→ Kaynak metin:
Boyum beni öldürecek!..

Yıllar önceydi… O zamanlar liseye gidiyordum… Öğrencilik yılları sosyal ortama yeni alıştığımız yıllar oluyor…
Ben de arkadaşlarım arasında boyumun kısa olduğunu düşünüyor, bunu kendime dert ediyordum.
Cüce miydim? Hayır canım…  Boyum çok kısa değildi. Ama ben arkadaşlarımın arasında kısa kaldığımı hissediyordum.  Bu açıdan kompleks yapıyordum…
Edebiyat merakı olanlar bilirler Fecri Ati edebiyat ekolünün en ünlü şairi Ahmet Haşim’i… Onun “başım” diye bir şiiri vardır…
O garibim de başından dertliydi…  Hatta başına bir de şiir yazmıştı… Diyordu ki mısralarında “Habersizce gelip gövdeme konmuş!”

→ Veri satırları:
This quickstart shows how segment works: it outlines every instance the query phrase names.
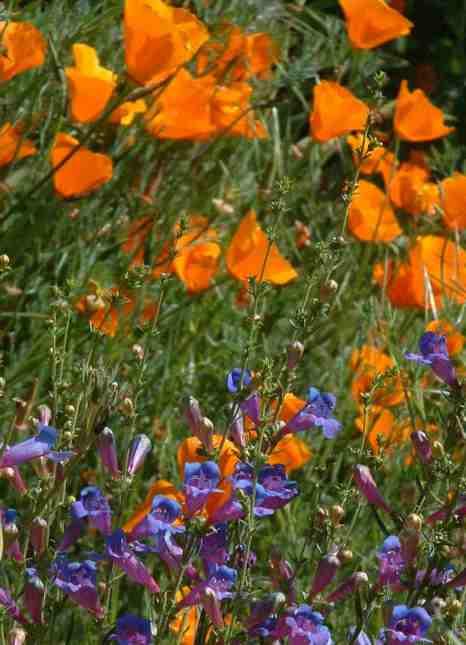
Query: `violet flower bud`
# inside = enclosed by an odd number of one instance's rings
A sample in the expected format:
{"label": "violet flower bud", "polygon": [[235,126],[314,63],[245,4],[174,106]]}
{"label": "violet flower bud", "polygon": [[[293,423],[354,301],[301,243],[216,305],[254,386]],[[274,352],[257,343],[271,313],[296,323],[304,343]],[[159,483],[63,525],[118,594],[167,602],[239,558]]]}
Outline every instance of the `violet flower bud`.
{"label": "violet flower bud", "polygon": [[342,584],[335,589],[333,593],[327,596],[327,602],[339,602],[343,600],[350,594],[354,593],[358,587],[368,582],[367,573],[364,571],[356,571],[349,578],[347,578]]}
{"label": "violet flower bud", "polygon": [[309,593],[309,601],[314,596],[323,591],[332,582],[335,574],[340,566],[340,560],[335,554],[326,555],[322,558],[317,566],[316,575],[312,582],[311,591]]}
{"label": "violet flower bud", "polygon": [[127,474],[132,477],[141,468],[152,447],[149,437],[138,434],[134,437],[128,451]]}
{"label": "violet flower bud", "polygon": [[42,608],[44,604],[45,587],[33,567],[26,569],[26,584],[24,585],[24,604],[32,620],[42,624]]}
{"label": "violet flower bud", "polygon": [[392,509],[382,497],[382,494],[377,488],[377,484],[372,477],[371,471],[367,466],[357,464],[353,470],[353,479],[356,486],[359,488],[359,491],[364,495],[369,504],[373,504],[387,513],[392,513]]}
{"label": "violet flower bud", "polygon": [[32,520],[29,539],[36,556],[41,556],[47,548],[47,522],[43,517]]}
{"label": "violet flower bud", "polygon": [[110,428],[104,428],[99,435],[99,455],[104,468],[114,479],[120,477],[115,436]]}
{"label": "violet flower bud", "polygon": [[426,433],[421,430],[412,432],[411,441],[419,461],[425,465],[430,464],[432,461],[432,446]]}

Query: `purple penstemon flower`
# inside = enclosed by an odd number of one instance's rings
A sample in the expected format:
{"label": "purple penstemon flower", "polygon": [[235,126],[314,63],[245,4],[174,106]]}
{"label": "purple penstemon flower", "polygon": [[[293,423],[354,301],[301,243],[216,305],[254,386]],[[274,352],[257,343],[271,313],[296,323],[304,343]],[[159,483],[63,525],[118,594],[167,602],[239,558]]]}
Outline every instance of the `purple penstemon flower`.
{"label": "purple penstemon flower", "polygon": [[382,630],[377,645],[407,645],[428,642],[424,636],[429,631],[432,618],[423,607],[410,609],[406,605],[393,608],[388,627]]}
{"label": "purple penstemon flower", "polygon": [[118,645],[150,645],[152,643],[152,626],[147,618],[134,614],[123,614],[117,620],[116,627],[108,640]]}
{"label": "purple penstemon flower", "polygon": [[289,645],[333,645],[324,617],[309,605],[290,607],[278,619],[275,638],[288,638]]}
{"label": "purple penstemon flower", "polygon": [[336,397],[333,394],[310,387],[306,405],[280,431],[280,438],[317,426],[322,429],[326,439],[334,439],[341,430],[341,423],[333,417],[335,406]]}
{"label": "purple penstemon flower", "polygon": [[107,557],[115,566],[124,571],[128,578],[143,585],[152,593],[160,591],[160,587],[150,575],[149,570],[136,557],[121,529],[117,529],[109,535],[105,542]]}
{"label": "purple penstemon flower", "polygon": [[406,563],[401,542],[396,535],[389,535],[377,551],[379,561],[379,585],[389,585],[395,591],[402,589],[400,575]]}
{"label": "purple penstemon flower", "polygon": [[216,627],[223,627],[220,603],[232,598],[230,591],[237,578],[235,569],[225,565],[214,565],[206,580],[197,584],[177,605],[178,609],[202,605]]}
{"label": "purple penstemon flower", "polygon": [[202,509],[211,493],[218,492],[220,469],[213,461],[187,463],[184,467],[183,491],[190,515]]}
{"label": "purple penstemon flower", "polygon": [[30,439],[9,446],[0,457],[0,468],[19,466],[32,459],[44,457],[57,442],[58,433],[51,426],[39,424],[39,432]]}
{"label": "purple penstemon flower", "polygon": [[52,582],[76,604],[87,609],[97,618],[104,611],[97,594],[96,563],[93,560],[70,562],[66,555],[59,554],[52,563]]}
{"label": "purple penstemon flower", "polygon": [[427,331],[419,340],[420,354],[408,352],[405,358],[421,365],[428,365],[444,383],[451,387],[458,386],[455,368],[450,360],[445,336]]}

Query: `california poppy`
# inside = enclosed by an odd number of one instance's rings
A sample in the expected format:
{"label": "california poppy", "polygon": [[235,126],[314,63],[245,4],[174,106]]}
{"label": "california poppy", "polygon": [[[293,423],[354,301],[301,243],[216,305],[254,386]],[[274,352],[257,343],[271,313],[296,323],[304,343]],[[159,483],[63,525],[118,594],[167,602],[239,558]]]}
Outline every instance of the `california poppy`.
{"label": "california poppy", "polygon": [[298,277],[275,242],[269,242],[253,210],[241,220],[228,247],[226,262],[229,272],[237,280],[256,278],[282,285]]}
{"label": "california poppy", "polygon": [[125,101],[117,107],[110,115],[110,123],[119,125],[131,125],[138,114],[144,114],[147,111],[147,105],[144,99],[137,101]]}
{"label": "california poppy", "polygon": [[413,163],[402,163],[390,182],[390,199],[411,215],[434,215],[440,206],[437,184],[429,181],[429,171]]}
{"label": "california poppy", "polygon": [[[382,350],[372,345],[363,345],[351,354],[350,367],[355,376],[351,385],[353,399],[359,403],[363,392],[371,390],[374,379],[395,367],[394,361]],[[374,390],[373,402],[379,406],[390,407],[404,400],[400,377],[387,377],[383,385]]]}
{"label": "california poppy", "polygon": [[0,21],[0,82],[39,67],[47,42],[30,22]]}
{"label": "california poppy", "polygon": [[358,183],[351,199],[348,228],[364,242],[391,242],[402,233],[388,197],[365,180]]}
{"label": "california poppy", "polygon": [[466,229],[466,175],[455,172],[441,183],[443,223],[447,228]]}
{"label": "california poppy", "polygon": [[102,67],[96,50],[89,45],[73,45],[74,67],[65,74],[71,96],[71,118],[79,123],[95,121],[104,111],[117,84],[117,76]]}
{"label": "california poppy", "polygon": [[443,122],[443,112],[435,107],[422,90],[409,91],[408,82],[402,81],[396,99],[394,127],[404,141],[431,141],[445,137],[455,128]]}
{"label": "california poppy", "polygon": [[[53,144],[50,159],[57,166],[79,146],[79,141],[69,134],[59,132]],[[79,148],[53,175],[53,185],[60,197],[81,197],[97,190],[112,178],[113,164],[110,157]]]}
{"label": "california poppy", "polygon": [[11,123],[4,123],[0,128],[0,166],[6,166],[17,159],[35,155],[37,149],[33,143],[24,139],[21,128]]}
{"label": "california poppy", "polygon": [[320,143],[364,130],[369,108],[346,87],[333,81],[321,81],[314,88],[314,105],[309,117],[312,138]]}
{"label": "california poppy", "polygon": [[364,143],[361,133],[349,135],[346,141],[353,150],[354,163],[359,166],[360,172],[364,175],[380,174],[388,186],[397,164],[393,152],[382,145],[369,149],[369,142]]}
{"label": "california poppy", "polygon": [[448,320],[432,320],[426,326],[426,331],[433,331],[436,334],[445,336],[450,356],[461,352],[466,342],[463,334],[461,334],[454,325],[448,322]]}
{"label": "california poppy", "polygon": [[383,0],[339,0],[353,47],[372,49],[407,36],[413,23]]}
{"label": "california poppy", "polygon": [[126,0],[124,31],[128,73],[141,85],[167,79],[209,39],[194,14],[162,0]]}

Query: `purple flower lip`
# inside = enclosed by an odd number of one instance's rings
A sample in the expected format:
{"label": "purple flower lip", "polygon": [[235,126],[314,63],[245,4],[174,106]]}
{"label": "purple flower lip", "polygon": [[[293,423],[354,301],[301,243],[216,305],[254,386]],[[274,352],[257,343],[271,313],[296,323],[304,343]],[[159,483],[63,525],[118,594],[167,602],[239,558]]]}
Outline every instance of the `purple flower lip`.
{"label": "purple flower lip", "polygon": [[0,468],[19,466],[32,459],[44,457],[52,450],[57,437],[58,433],[55,428],[39,424],[39,433],[37,435],[5,450],[0,458]]}
{"label": "purple flower lip", "polygon": [[227,375],[227,389],[231,394],[236,394],[240,390],[240,386],[243,388],[249,387],[252,383],[252,374],[249,370],[242,370],[239,367],[235,367],[228,372]]}
{"label": "purple flower lip", "polygon": [[458,387],[455,368],[450,360],[445,336],[428,331],[419,340],[420,354],[408,352],[405,358],[408,361],[427,365],[439,379],[450,387]]}

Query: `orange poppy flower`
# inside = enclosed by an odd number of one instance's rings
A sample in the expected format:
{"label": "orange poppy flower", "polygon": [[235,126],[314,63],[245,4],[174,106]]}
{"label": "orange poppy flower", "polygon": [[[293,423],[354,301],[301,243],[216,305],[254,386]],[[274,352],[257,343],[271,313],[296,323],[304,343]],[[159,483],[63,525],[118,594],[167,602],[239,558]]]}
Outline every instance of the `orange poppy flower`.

→ Alıştırma: Boy kompleksini anlatan metinde "Yıllar önceydi… O" sözlerinden aşağıya, "kendime dert ediyordum." sözlerine kadar ne varsa hiçbir değişiklik yapmadan yineleyin.

→ Tamamlanan alıştırma:
Yıllar önceydi… O zamanlar liseye gidiyordum… Öğrencilik yılları sosyal ortama yeni alıştığımız yıllar oluyor…
Ben de arkadaşlarım arasında boyumun kısa olduğunu düşünüyor, bunu kendime dert ediyordum.